§ **What this exercise asks**:
1. In the editorial on active learning, update the passage from "In science, we" to "with the data?" by replacing "hypothesis testing" with "significance testing" and give the revised passage.
2. Translate this sentence from the editorial on active learning into German: "Simulators are generative models that appear everywhere in science."

CDS Guest Editorial: Active Learning for Optimal Experiment Design in High Energy Physics

Joint work with Irina Esjepo Morales, Kyle Cranmer, Lukas Heinrich, Gilles Louppe, and more colleagues at CERN.

This entry is a part of the NYU Center for Data Science blog’s recurring guest editorial series. Irina Espejo Morales is a CDS Ph.D. student in data science and also a DeepMind fellow. Kyle Cranmer is a CDS professor of data science and professor of physics at the NYU College of Arts & Science. Lukas Heinrich is a ​staff scientist at CERN working with the ATLAS experiment at the LHC and former NYU graduate student. Gilles Louppe is ​an ​associate ​professor in artificial intelligence and deep learning at the University of Liège (Belgium) and former Moore Sloan fellow.

Motivation

After the great success of Machine Learning in fields like computer vision and natural language processing, scientists of many disciplines started to think of applications to their fields. But there is an elephant in the room: simulators.

Simulators are generative models that appear everywhere in science. They can be high-fidelity and therefore computationally expensive to run. They are used to model phenomena on a huge range of length scales: from cosmology and astrophysics to particle physics, from fluid mechanics to atmospheric studies, from many-body problems to molecular dynamics and epidemiology.

In science, we have different goals than in general machine learning and often we are interested in guarantees for a discovery claim. A way to quantify this is with p-values and hypothesis testing. This is why we are interested in level sets of black box functions: given a p-value threshold, which hypotheses are compatible with the data?

One approach to deal with simulators is to “open the box”; this is a remarkably hard task. The approach we take is to treat the simulator as a black-box and efficiently make use of how we query it.

Approach

Suppose we have a black box function $f$ from $\mathbb{R}^d$ to $\mathbb{R}$ and we want to find the domain where $f(x) = t$ for a specific scalar $t$.The naive approach would be to set up a grid in Rd as fine as possible and then evaluate f at each point of the grid. This approach does not scale well when $d$ increases, it would require $O(n^d)$ queries and each query can take days or even weeks.

At NYU, we are developing an agent called “Excursion” that uses active learning and gaussian processes to find level sets of computationally expensive black box functions. Excursion is supported by GPyTorch.

§ **Data section**:
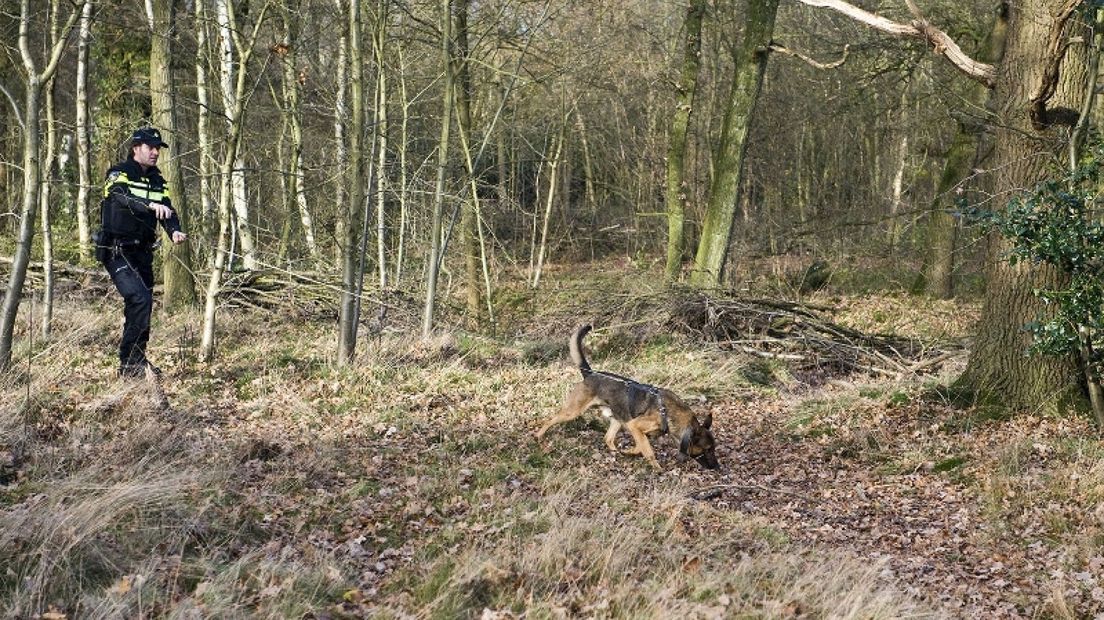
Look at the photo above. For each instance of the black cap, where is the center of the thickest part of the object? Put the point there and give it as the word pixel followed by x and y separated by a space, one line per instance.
pixel 148 136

§ **Responses to the exercise**:
1.
In science, we have different goals than in general machine learning and often we are interested in guarantees for a discovery claim. A way to quantify this is with p-values and significance testing. This is why we are interested in level sets of black box functions: given a p-value threshold, which hypotheses are compatible with the data?

2. Simulatoren sind generative Modelle, die überall in der Wissenschaft vorkommen.